* **PROVIDED TEXT**:

--- --- ---

Recommendation 3: Minimum Public Interest Requirements


Recommendation:
The FCC should adopt a set of minimum public interest requirements for digital television broadcasters.

The Advisory Committee believes that having the broadcast industry adopt a strong set of voluntary standards of conduct, created and administered by the National Association of Broadcasters, would be a highly desirable step toward creating a digital world meeting the needs and interests of the American public. The Advisory Committee nevertheless recognizes an additional reality: not all broadcasters will subscribe to voluntary guidelines. Importantly, a large number of broadcast stations—perhaps as many as 400—are not members of the NAB and thus would not be affected by an industry-drafted and administered code.

Therefore, despite the Committee’s stated preferences for voluntary self-regulation and maximum broadcaster flexibility, the Advisory Committee recommends that the FCC adopt a set of mandatory minimum public interest requirements for digital broadcasters. These minimum standards should be drafted in a way that would not impose an undue burden on digital broadcast stations, and should apply to areas generally accepted as important universal responsibilities for broadcasters—as well as for cable and satellite providers. Any set of minimum standards should be drafted by the FCC in close conjunction with broadcasters and representatives of the public, and phased in over several years beginning with stations’ trans- mission of digital signals.

--- --- ---

Point annotation records

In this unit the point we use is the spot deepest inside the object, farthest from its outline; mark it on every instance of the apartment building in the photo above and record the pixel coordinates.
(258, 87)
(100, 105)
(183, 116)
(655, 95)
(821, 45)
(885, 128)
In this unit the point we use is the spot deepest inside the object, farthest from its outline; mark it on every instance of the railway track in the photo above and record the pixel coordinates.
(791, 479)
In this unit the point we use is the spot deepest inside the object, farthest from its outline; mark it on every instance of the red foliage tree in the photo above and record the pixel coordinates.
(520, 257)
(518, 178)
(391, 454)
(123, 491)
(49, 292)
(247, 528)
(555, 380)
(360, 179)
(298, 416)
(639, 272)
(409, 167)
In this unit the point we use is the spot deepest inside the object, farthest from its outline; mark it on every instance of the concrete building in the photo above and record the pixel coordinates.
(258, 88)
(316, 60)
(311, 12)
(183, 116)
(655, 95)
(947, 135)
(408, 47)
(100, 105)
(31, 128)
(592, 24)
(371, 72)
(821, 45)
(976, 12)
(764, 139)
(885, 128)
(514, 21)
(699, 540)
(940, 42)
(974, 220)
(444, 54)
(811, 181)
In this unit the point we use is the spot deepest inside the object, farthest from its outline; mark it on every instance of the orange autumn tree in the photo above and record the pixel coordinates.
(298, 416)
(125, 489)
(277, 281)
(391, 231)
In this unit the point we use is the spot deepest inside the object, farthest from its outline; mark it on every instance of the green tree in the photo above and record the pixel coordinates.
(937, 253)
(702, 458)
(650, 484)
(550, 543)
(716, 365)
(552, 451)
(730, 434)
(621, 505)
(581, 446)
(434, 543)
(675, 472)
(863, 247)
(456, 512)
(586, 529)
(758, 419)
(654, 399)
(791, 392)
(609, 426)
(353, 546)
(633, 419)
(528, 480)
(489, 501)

--- --- ---

* **WHAT YOU WILL DO**:
a: Write out the portion of the public interest recommendation between "The Advisory Committee believes" and "and administered code.", inclusive, without alteration.
b: Filter the records, keeping only the lines that contain the word "tree".
The recommendation text and the records are unrelated material.

* **SOLUTIONS BY TASK**:
a:
The Advisory Committee believes that having the broadcast industry adopt a strong set of voluntary standards of conduct, created and administered by the National Association of Broadcasters, would be a highly desirable step toward creating a digital world meeting the needs and interests of the American public. The Advisory Committee nevertheless recognizes an additional reality: not all broadcasters will subscribe to voluntary guidelines. Importantly, a large number of broadcast stations—perhaps as many as 400—are not members of the NAB and thus would not be affected by an industry-drafted and administered code.

b:
In this unit the point we use is the spot deepest inside the object, farthest from its outline; mark it on every instance of the red foliage tree in the photo above and record the pixel coordinates.
In this unit the point we use is the spot deepest inside the object, farthest from its outline; mark it on every instance of the orange autumn tree in the photo above and record the pixel coordinates.
In this unit the point we use is the spot deepest inside the object, farthest from its outline; mark it on every instance of the green tree in the photo above and record the pixel coordinates.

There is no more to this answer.